◆ **Brief**
Word for word, restate every line of the listing that follows.

◆ **Entries supplied**
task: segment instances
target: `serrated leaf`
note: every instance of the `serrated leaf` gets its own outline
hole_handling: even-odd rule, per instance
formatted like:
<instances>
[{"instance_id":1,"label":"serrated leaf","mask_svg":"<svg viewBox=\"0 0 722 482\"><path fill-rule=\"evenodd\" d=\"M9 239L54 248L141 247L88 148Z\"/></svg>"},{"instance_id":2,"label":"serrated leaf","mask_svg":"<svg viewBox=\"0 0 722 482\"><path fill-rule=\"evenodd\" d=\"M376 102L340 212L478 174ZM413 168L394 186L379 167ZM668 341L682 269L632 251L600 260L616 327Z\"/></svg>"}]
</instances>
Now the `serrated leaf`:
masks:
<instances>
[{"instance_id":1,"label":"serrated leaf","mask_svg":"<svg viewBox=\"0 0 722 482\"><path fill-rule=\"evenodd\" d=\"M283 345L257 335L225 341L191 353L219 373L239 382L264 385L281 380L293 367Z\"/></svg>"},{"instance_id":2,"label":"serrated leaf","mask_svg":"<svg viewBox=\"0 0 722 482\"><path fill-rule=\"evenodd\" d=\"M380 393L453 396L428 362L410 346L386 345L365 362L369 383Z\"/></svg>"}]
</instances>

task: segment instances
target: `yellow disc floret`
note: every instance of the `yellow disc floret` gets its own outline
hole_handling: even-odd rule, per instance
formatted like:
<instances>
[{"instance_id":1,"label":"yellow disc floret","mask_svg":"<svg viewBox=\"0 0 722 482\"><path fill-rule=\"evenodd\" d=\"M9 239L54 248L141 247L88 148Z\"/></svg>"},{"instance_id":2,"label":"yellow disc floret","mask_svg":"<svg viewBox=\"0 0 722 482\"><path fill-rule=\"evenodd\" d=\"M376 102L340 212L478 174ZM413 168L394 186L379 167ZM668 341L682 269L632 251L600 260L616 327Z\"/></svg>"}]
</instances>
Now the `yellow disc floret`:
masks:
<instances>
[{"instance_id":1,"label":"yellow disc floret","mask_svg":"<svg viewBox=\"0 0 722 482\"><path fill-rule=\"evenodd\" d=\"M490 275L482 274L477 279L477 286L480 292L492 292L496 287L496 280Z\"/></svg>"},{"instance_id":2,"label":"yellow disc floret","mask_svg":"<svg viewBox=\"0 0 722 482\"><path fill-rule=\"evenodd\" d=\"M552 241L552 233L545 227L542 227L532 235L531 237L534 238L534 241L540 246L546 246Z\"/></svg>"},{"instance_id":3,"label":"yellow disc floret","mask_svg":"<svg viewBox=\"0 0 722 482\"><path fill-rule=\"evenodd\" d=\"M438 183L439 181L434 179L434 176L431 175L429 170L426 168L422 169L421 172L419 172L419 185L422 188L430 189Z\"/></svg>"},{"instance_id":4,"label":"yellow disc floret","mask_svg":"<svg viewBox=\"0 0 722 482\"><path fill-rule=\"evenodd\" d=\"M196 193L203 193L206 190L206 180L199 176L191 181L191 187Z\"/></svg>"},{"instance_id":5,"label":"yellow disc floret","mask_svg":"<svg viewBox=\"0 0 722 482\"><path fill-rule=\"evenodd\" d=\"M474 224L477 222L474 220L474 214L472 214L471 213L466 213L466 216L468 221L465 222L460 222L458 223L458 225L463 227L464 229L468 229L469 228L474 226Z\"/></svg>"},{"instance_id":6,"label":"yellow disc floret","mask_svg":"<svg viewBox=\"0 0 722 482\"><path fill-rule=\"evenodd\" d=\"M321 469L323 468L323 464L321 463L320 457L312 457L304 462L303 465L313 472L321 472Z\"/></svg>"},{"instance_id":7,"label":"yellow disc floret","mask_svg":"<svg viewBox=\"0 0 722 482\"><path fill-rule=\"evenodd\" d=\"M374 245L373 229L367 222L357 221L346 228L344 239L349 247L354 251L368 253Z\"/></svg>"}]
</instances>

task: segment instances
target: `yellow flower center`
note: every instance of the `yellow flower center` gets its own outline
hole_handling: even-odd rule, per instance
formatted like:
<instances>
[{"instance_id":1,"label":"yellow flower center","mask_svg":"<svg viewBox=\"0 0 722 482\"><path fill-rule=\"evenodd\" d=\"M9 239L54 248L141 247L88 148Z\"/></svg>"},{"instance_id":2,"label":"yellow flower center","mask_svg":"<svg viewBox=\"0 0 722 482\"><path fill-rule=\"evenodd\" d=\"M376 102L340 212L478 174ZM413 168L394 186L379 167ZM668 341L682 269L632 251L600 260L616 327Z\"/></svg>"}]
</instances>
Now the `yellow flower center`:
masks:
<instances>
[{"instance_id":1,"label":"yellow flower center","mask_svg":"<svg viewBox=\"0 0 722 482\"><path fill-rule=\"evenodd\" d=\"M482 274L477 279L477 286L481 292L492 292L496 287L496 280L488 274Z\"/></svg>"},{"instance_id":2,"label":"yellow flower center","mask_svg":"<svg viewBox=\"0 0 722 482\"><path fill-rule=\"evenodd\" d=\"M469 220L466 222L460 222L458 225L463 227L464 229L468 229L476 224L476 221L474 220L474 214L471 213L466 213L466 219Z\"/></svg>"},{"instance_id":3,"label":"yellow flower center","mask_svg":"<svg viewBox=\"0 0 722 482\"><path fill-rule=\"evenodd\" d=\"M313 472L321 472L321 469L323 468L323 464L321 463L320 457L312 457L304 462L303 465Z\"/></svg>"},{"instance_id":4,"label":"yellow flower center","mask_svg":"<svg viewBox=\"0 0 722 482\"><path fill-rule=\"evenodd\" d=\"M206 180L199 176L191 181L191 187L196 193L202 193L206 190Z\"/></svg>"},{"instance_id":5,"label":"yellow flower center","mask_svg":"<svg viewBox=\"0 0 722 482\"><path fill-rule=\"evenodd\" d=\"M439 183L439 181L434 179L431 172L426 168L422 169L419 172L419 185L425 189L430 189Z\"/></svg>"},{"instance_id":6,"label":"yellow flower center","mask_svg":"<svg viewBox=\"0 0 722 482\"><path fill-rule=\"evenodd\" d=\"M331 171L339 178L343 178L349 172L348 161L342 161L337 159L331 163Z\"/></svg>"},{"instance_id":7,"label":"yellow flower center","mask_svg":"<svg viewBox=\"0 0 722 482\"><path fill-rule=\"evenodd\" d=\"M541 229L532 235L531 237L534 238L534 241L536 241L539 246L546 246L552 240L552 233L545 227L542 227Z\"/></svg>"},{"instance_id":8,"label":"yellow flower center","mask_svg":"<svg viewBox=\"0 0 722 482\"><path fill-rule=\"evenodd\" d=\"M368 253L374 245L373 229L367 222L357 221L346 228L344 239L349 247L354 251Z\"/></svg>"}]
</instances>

◆ **Task response**
task: segment instances
target: `serrated leaf`
note: every instance of the `serrated leaf` gets its own outline
hole_handling: even-odd rule, per instance
formatted like:
<instances>
[{"instance_id":1,"label":"serrated leaf","mask_svg":"<svg viewBox=\"0 0 722 482\"><path fill-rule=\"evenodd\" d=\"M9 239L54 248L141 247L88 148Z\"/></svg>"},{"instance_id":2,"label":"serrated leaf","mask_svg":"<svg viewBox=\"0 0 722 482\"><path fill-rule=\"evenodd\" d=\"M376 102L340 212L478 174ZM413 168L394 186L379 167ZM668 341L682 269L632 251L600 260L616 327Z\"/></svg>"}]
</instances>
Now the `serrated leaf`:
masks:
<instances>
[{"instance_id":1,"label":"serrated leaf","mask_svg":"<svg viewBox=\"0 0 722 482\"><path fill-rule=\"evenodd\" d=\"M283 345L257 335L225 341L191 353L219 373L239 382L264 385L281 380L293 367Z\"/></svg>"},{"instance_id":2,"label":"serrated leaf","mask_svg":"<svg viewBox=\"0 0 722 482\"><path fill-rule=\"evenodd\" d=\"M380 393L453 396L428 362L410 346L386 345L365 362L369 383Z\"/></svg>"}]
</instances>

task: segment instances
target: `yellow disc floret`
note: every instance of the `yellow disc floret` gets its own outline
hole_handling: even-odd rule, per instance
formatted like:
<instances>
[{"instance_id":1,"label":"yellow disc floret","mask_svg":"<svg viewBox=\"0 0 722 482\"><path fill-rule=\"evenodd\" d=\"M9 239L54 248L141 247L88 148Z\"/></svg>"},{"instance_id":2,"label":"yellow disc floret","mask_svg":"<svg viewBox=\"0 0 722 482\"><path fill-rule=\"evenodd\" d=\"M376 102L340 212L478 174ZM413 168L394 186L379 167ZM668 341L682 269L632 251L600 260L616 327Z\"/></svg>"}]
</instances>
Now the `yellow disc floret`:
masks:
<instances>
[{"instance_id":1,"label":"yellow disc floret","mask_svg":"<svg viewBox=\"0 0 722 482\"><path fill-rule=\"evenodd\" d=\"M490 275L482 274L477 279L477 286L480 292L492 292L496 287L496 280Z\"/></svg>"},{"instance_id":2,"label":"yellow disc floret","mask_svg":"<svg viewBox=\"0 0 722 482\"><path fill-rule=\"evenodd\" d=\"M552 241L552 233L545 227L542 227L532 235L531 237L534 238L534 241L540 246L546 246Z\"/></svg>"},{"instance_id":3,"label":"yellow disc floret","mask_svg":"<svg viewBox=\"0 0 722 482\"><path fill-rule=\"evenodd\" d=\"M438 183L439 181L434 179L434 176L431 175L429 170L426 168L422 169L421 172L419 172L419 185L422 188L430 189Z\"/></svg>"},{"instance_id":4,"label":"yellow disc floret","mask_svg":"<svg viewBox=\"0 0 722 482\"><path fill-rule=\"evenodd\" d=\"M196 193L203 193L206 190L206 180L199 176L191 181L191 187Z\"/></svg>"},{"instance_id":5,"label":"yellow disc floret","mask_svg":"<svg viewBox=\"0 0 722 482\"><path fill-rule=\"evenodd\" d=\"M474 224L477 222L474 220L474 214L472 214L471 213L466 213L466 216L468 221L465 222L460 222L458 223L458 225L463 227L464 229L468 229L469 228L474 226Z\"/></svg>"},{"instance_id":6,"label":"yellow disc floret","mask_svg":"<svg viewBox=\"0 0 722 482\"><path fill-rule=\"evenodd\" d=\"M321 469L323 468L323 464L321 463L320 457L312 457L304 462L303 465L313 472L321 472Z\"/></svg>"},{"instance_id":7,"label":"yellow disc floret","mask_svg":"<svg viewBox=\"0 0 722 482\"><path fill-rule=\"evenodd\" d=\"M374 245L373 229L367 222L357 221L346 228L344 239L349 247L354 251L368 253Z\"/></svg>"}]
</instances>

task: segment instances
target: `yellow flower center`
note: every instance of the `yellow flower center` gets its own outline
hole_handling: even-odd rule, per instance
formatted like:
<instances>
[{"instance_id":1,"label":"yellow flower center","mask_svg":"<svg viewBox=\"0 0 722 482\"><path fill-rule=\"evenodd\" d=\"M9 239L54 248L141 247L88 148Z\"/></svg>"},{"instance_id":2,"label":"yellow flower center","mask_svg":"<svg viewBox=\"0 0 722 482\"><path fill-rule=\"evenodd\" d=\"M376 102L340 212L478 174ZM413 168L394 186L379 167ZM668 341L682 269L632 251L600 260L616 327Z\"/></svg>"}]
</instances>
Now the `yellow flower center`:
masks:
<instances>
[{"instance_id":1,"label":"yellow flower center","mask_svg":"<svg viewBox=\"0 0 722 482\"><path fill-rule=\"evenodd\" d=\"M482 274L477 279L477 286L481 292L492 292L496 287L496 280L488 274Z\"/></svg>"},{"instance_id":2,"label":"yellow flower center","mask_svg":"<svg viewBox=\"0 0 722 482\"><path fill-rule=\"evenodd\" d=\"M469 220L466 222L460 222L458 225L463 227L464 229L468 229L476 224L476 221L474 220L474 214L471 213L466 213L466 219Z\"/></svg>"},{"instance_id":3,"label":"yellow flower center","mask_svg":"<svg viewBox=\"0 0 722 482\"><path fill-rule=\"evenodd\" d=\"M313 472L321 472L321 469L323 468L323 464L321 463L320 457L312 457L304 462L303 465Z\"/></svg>"},{"instance_id":4,"label":"yellow flower center","mask_svg":"<svg viewBox=\"0 0 722 482\"><path fill-rule=\"evenodd\" d=\"M206 180L199 176L191 181L191 187L196 193L202 193L206 190Z\"/></svg>"},{"instance_id":5,"label":"yellow flower center","mask_svg":"<svg viewBox=\"0 0 722 482\"><path fill-rule=\"evenodd\" d=\"M439 183L439 181L434 179L431 172L426 168L422 169L419 172L419 185L425 189L430 189Z\"/></svg>"},{"instance_id":6,"label":"yellow flower center","mask_svg":"<svg viewBox=\"0 0 722 482\"><path fill-rule=\"evenodd\" d=\"M331 171L339 178L343 178L349 172L348 161L342 161L337 159L331 163Z\"/></svg>"},{"instance_id":7,"label":"yellow flower center","mask_svg":"<svg viewBox=\"0 0 722 482\"><path fill-rule=\"evenodd\" d=\"M541 229L532 235L531 237L534 238L534 241L536 241L539 246L546 246L552 240L552 233L545 227L542 227Z\"/></svg>"},{"instance_id":8,"label":"yellow flower center","mask_svg":"<svg viewBox=\"0 0 722 482\"><path fill-rule=\"evenodd\" d=\"M368 253L374 245L373 229L367 222L357 221L346 228L344 239L349 247L354 251Z\"/></svg>"}]
</instances>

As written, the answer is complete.